Aim » Write the next part of the passage on face recognition results for the LFW database, picking up after its final sentence.

Text to read »
* begin *

Table 2 Comparison of the performance of the proposed approach to the state-of-the-art methods on the LFW database in the most restricted setting (strict LFW, no outside training data used)

Full size table

Table 3 Comparison of the performance of the proposed approach to the state-of-the-art methods on the LFW database in the unsupervised setting

Full size table

Next, we study the effect of symmetric MRF matching on recognition performance. We compare the mean accuracies obtained using each descriptor with the proposed symmetric matching method versus the non-symmetric approach. The results are illustrated in Fig. 5. It is observed that irrespective of the value of $J$, the proposed symmetric face matching method consistently performs better than the conventional non-symmetric approach. The improvement is more pronounced with a fewer number of subregions yet with the largest number of regions used ($J = 16$), the improvements for MLBP, MLPQ and MBSIF compared to the non-symmetric approach are more than 3.5 , 4 and 1.4 %, respectively.

Next, as the MLBP, MLPQ and MBSIF descriptors provide different representations, it is expected that the information they provide would be complementary to each other and that the recognition performance can be boosted by combining them. For combination, a sum rule over scores obtained in different regions using different descriptors is employed. The result of fusion along with other state-of-the-art results on the LFW data set ($J = 16$) in the most restricted protocol is presented in Table 2. From the table, it is observed that by using only the proposed MBSIF descriptor one can achieve a comparable performance to the previous best results under this setting. Fusing the three MLBP, MLPQ and MBSIF descriptors together we achieve an impressive mean performance of 88.19 %, ranking the proposed approach first under this setting. As noted earlier, our method is unsupervised and can be compared to other approaches under this protocol. In this case, we ran the experiment on the aligned version of the LFW data set [63]. The results of this comparison are provided in Table 3. It can be observed that the proposed approach achieves the best result in this setting.

* end *

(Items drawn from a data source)

* begin *

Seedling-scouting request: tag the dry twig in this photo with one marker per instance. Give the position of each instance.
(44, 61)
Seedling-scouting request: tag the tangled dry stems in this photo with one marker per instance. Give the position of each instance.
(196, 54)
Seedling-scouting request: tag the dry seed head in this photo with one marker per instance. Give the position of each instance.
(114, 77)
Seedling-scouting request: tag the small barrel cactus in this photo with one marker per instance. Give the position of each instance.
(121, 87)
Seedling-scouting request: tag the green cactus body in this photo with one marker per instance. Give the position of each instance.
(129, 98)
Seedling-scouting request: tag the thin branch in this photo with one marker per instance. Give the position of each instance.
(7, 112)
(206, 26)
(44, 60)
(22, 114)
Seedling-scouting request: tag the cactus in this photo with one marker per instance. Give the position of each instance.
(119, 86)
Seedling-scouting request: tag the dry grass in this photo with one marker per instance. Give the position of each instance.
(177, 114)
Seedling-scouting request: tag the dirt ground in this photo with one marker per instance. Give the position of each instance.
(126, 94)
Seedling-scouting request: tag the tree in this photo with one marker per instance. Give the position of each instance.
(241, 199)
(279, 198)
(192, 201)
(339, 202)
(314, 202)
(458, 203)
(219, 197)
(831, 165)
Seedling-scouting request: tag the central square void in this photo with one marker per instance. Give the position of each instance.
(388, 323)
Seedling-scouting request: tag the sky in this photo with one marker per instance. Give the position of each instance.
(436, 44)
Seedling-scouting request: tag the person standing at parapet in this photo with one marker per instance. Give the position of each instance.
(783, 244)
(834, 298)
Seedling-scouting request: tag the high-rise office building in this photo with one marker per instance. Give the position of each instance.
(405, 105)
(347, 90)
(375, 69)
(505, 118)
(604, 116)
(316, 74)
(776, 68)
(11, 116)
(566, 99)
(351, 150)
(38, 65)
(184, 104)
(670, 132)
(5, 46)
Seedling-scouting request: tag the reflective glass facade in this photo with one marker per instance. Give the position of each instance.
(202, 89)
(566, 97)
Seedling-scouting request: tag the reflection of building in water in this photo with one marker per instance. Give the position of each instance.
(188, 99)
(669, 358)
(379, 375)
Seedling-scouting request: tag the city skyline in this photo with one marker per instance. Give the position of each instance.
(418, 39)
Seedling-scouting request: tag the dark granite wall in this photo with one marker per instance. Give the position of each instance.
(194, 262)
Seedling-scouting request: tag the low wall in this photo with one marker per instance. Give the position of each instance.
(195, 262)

* end *

Written answer »
5.4 Experiment in identification: FERET

In real-world scenarios in-depth rotation of faces is commonly present in face images. In this experiment, we evaluate the proposed method on the rotation shots of the FERET database [48] i.e. the b series in an identification scenario. For this experiment, frontal images of 200 clients of the XM2VTS [42] data set are used as the imposter set. This experiment is designed particularly to explore the capabilities of the proposed methodology for recognition in varying pose conditions. This part of the database consists of 200 subjects captured under 9 different yaw angles ranging from nearly $-60^\circ$ to $+60^\circ$. We use the $ba$ image of each subject (almost frontal) as the gallery image and all the rest as test images. Frontal gallery images are cropped using manually annotated eye coordinates to a size of $128\times 144$ pixels with an interocular distance of 70 pixels. The test/evaluation images are detected using the Viola and Jones [69] method and scaled so that the face area roughly corresponds to an area of $128 \times 144$ pixels. Hence, the method is evaluated subject to misalignments and moderate scale deviations. Region parameter $J$ is set to 16. Table 4 reports the correct identification rates obtained on this data. The results of some other methods are also included for comparison. From the table, it can be observed that the proposed approach outperforms all alternative methods in most poses, except the bb pose (corresponding to an extreme pose deviation of $+60^{\circ }$ from frontal) in which losing only by approximately 1 %.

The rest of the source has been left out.